> Page text
■ ■ ■ ■ ■ ■ ■
The Suez canal, which had been closed since the Six Day War, is re-opened by President Sadat of Egypt on the same day.
On Monday, 9th June proceedings in the House of Commons are broadcast on the radio for the first time. The Secretary of State for Industry, Tony Benn, is the first minister to be questioned live on air.
On 12th June the House of Commons approves a motion to establish a compulsory register of MPs' financial interests.
On the same day the Indian Prime Minister, Indira Gandhi, is convicted of electoral fraud. Mrs. Gandhi rejects calls for her resignation. On 25th June a state of emergency is declared, which gives her the authority to rule by decree. 'The Emergency' remains in force until 21st March 1977.
On 17th June the oil tanker Theogennitor delivers the first oil from the British sector of the North Sea to the BP refinery on the Isle of Grain. The next day the newly-appointed Secretary of State for Energy, Tony Benn, opens a valve to bring the oil ashore.
■ ■ ■ ■ ■ ■ ■
Records taken from a dataset

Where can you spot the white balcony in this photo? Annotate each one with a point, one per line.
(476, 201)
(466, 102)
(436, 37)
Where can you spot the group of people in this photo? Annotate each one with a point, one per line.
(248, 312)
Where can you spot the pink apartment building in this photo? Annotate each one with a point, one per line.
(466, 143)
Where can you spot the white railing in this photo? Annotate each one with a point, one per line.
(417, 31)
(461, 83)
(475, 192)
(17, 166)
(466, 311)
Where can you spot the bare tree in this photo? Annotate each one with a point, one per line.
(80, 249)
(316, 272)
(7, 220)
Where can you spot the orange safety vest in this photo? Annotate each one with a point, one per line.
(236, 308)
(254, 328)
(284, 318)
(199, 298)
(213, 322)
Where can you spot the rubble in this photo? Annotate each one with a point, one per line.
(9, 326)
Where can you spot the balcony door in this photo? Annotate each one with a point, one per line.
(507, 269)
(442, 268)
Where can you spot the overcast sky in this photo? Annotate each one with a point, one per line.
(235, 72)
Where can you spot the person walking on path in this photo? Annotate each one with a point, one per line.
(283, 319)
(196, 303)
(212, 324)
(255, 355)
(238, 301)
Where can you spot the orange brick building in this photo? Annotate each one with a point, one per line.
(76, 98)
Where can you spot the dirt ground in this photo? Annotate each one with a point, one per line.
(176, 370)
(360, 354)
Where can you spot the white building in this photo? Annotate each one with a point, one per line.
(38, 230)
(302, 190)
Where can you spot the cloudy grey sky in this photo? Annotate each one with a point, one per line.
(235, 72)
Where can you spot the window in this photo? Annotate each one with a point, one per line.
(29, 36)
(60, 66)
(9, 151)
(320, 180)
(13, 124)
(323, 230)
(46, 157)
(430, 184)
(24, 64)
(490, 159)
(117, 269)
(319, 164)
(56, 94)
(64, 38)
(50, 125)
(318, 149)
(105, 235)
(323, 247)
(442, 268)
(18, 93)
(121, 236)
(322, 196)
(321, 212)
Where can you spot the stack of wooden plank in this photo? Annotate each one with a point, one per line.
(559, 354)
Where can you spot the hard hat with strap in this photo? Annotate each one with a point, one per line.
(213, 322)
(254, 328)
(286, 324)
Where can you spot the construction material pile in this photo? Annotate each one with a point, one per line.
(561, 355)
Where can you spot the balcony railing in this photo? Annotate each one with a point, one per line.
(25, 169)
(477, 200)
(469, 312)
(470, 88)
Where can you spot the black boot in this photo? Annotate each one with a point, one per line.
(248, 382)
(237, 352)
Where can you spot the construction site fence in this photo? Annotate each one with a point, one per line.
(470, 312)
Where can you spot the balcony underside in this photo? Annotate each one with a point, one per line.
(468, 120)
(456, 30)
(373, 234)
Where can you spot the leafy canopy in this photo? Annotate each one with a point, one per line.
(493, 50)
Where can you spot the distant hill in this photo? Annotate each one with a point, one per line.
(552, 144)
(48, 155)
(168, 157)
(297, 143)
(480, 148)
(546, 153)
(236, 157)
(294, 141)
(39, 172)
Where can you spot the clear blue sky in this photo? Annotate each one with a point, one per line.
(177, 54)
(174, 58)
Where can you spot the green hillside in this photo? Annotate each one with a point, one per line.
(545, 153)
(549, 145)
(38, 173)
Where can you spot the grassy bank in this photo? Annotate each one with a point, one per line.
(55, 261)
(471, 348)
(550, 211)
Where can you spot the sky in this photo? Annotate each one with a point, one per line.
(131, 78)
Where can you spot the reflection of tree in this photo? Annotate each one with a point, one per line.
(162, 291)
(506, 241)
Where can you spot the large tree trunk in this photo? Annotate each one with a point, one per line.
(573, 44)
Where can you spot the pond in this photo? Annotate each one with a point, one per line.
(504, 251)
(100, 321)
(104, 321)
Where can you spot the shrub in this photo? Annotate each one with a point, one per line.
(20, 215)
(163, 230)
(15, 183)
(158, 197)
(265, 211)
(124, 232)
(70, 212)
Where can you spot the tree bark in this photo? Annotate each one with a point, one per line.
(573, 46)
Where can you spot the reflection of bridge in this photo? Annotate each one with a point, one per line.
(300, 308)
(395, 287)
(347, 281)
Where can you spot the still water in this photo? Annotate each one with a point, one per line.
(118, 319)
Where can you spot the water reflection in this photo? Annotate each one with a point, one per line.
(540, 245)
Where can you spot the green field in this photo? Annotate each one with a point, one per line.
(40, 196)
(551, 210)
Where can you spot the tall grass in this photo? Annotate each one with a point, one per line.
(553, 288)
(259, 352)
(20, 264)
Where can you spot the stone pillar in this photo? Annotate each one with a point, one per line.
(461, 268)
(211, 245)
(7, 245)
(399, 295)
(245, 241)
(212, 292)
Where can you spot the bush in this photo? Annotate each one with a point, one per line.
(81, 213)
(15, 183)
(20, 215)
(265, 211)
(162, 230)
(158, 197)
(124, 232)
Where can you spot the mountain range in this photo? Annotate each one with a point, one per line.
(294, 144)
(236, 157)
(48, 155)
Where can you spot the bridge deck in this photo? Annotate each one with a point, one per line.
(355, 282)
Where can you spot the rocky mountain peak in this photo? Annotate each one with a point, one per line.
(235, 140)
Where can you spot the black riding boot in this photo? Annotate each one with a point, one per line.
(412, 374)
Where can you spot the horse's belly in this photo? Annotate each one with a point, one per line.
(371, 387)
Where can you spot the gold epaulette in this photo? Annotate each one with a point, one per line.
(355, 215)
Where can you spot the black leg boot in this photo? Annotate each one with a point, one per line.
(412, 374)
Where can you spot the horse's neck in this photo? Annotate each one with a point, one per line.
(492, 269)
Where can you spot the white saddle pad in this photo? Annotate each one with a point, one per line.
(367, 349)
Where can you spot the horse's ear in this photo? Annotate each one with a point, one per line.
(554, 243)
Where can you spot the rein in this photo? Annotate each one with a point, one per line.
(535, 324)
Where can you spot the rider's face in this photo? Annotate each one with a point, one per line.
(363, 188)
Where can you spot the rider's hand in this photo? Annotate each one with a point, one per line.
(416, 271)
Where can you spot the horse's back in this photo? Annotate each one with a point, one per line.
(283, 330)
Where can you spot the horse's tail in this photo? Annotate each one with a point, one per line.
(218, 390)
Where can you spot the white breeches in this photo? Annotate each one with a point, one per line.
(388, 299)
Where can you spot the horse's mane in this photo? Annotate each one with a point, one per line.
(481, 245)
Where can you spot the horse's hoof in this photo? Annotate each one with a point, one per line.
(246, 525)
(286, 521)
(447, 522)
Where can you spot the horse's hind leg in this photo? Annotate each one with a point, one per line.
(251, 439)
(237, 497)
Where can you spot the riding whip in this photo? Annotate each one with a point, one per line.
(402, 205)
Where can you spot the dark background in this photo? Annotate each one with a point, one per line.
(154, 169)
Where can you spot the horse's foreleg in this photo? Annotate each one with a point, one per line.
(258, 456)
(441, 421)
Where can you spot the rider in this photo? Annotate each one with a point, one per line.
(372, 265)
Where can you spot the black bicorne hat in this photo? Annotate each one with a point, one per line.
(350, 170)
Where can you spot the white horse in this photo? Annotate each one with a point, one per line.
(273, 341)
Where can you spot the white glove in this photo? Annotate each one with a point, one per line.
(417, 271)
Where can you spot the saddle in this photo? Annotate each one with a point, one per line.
■ ■ ■ ■ ■ ■ ■
> Activity
Resume the news timeline above, writing on from its last entry.

> Result of the exercise
Lord Lucan, who had been missing since 7th November 1974, is declared by an inquest jury to have murdered Sandra Rivett, the 29-year-old nanny of his three young children. The verdict, returned in his absence on Thursday, 19th June, is the last of its kind to be delivered by an inquest jury - the procedure was outlawed by the 1977 Criminal Law Act.
Mozambique gains independence from Portugal on 25th June.
Cher and Gregg Allman get married on 27th June.
On the same day BLMC becomes British Leyland Limited.
In Paris on 27th June, the Venezuelan-born terrorist known as "Carlos the Jackal" (real name Ilich Ramirez Sanchez) escapes arrest and flees to Beirut after killig two unarmed police agents and a Lebanese informer, Michel Moukharbel.
The folk singer Tim Buckley dies from a drug overdose on 29th June, aged 28.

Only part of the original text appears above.